» **WHAT IS BEING ASKED**
In the text on configuration manifolds, rewrite the part that opens with the words containing "where K runs" and closes with "to C¹ -sections.", replacing "generalized velocities" with "virtual velocities".

Note that on the left-hand side of equation (8), v is viewed as an element of $T_{κ} Q$ , whereas on the right-hand side, v is viewed as a velocity field at κ, i.e., an element of $C^{1} (κ^{*} V Y)$ .

Remark 1. (Non-compact base manifolds). If the base manifold $B$ is not compact, the image of a section $s \in C^{1} (Y)$ is never compact; hence, it is not possible to endow $C^{1} (E)$ (or any other reasonable class of sections) with a Banach manifold structure (see discussion in the introduction of Piccione and Tausk [43]). However, as shown by Michor [41] and Kriegl and Michor [44] for smooth sections, the space $C^{\infty} (Y)$ of $C^{\infty}$ -sections $B \to Y$ can be given a structure of a smooth manifold modeled on a locally convex topological vector space. The tangent space at a configuration $κ \in C^{\infty} (Y)$ may be identified with the space $C_{c}^{\infty} (κ^{*} V Y)$ of differentiable sections with compact supports, equipped with the inductive limit topology

C_{c}^{\infty} (κ^{*} V Y) = \lim_{K} C_{K}^{\infty} (κ^{*} V Y),

where K runs through all compact sets in $B$ and $C_{K}^{\infty} (κ^{*} V Y)$ has the topology of uniform convergence of all derivatives [44]. Thus, generalized velocities are represented by sections of $κ^{*} V Y$ having compact supports so that forces may be viewed as tensor-valued currents or generalized sections [37, 45]. An analogous construction can be applied to C¹ -sections.

4. Deformation jets and velocity jets

4.1. The manifold of deformation jets

In this section, we consider what is termed by Segev [46] the local model—a notion of configuration that also encodes information about local deformations. In a first grade theory, this additional information is reflected by conceivable values of the first derivative of the configuration at the various points. These values of the derivatives need not be compatible with a particular configuration κ. For brevity, we refer to such fields as deformation jets (referred to by Segev [46], for the case of a trivial bundle, as local configurations after Truesdell and Noll [38]). The natural geometric construct for encoding this information is the first jet bundle $(J^{1} Y, π^{1}, B)$ .

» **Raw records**
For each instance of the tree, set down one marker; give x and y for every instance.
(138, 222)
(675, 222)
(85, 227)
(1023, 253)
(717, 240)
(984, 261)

» **WRITTEN RESPONSE**
where K runs through all compact sets in $B$ and $C_{K}^{\infty} (κ^{*} V Y)$ has the topology of uniform convergence of all derivatives [44]. Thus, virtual velocities are represented by sections of $κ^{*} V Y$ having compact supports so that forces may be viewed as tensor-valued currents or generalized sections [37, 45]. An analogous construction can be applied to C¹ -sections.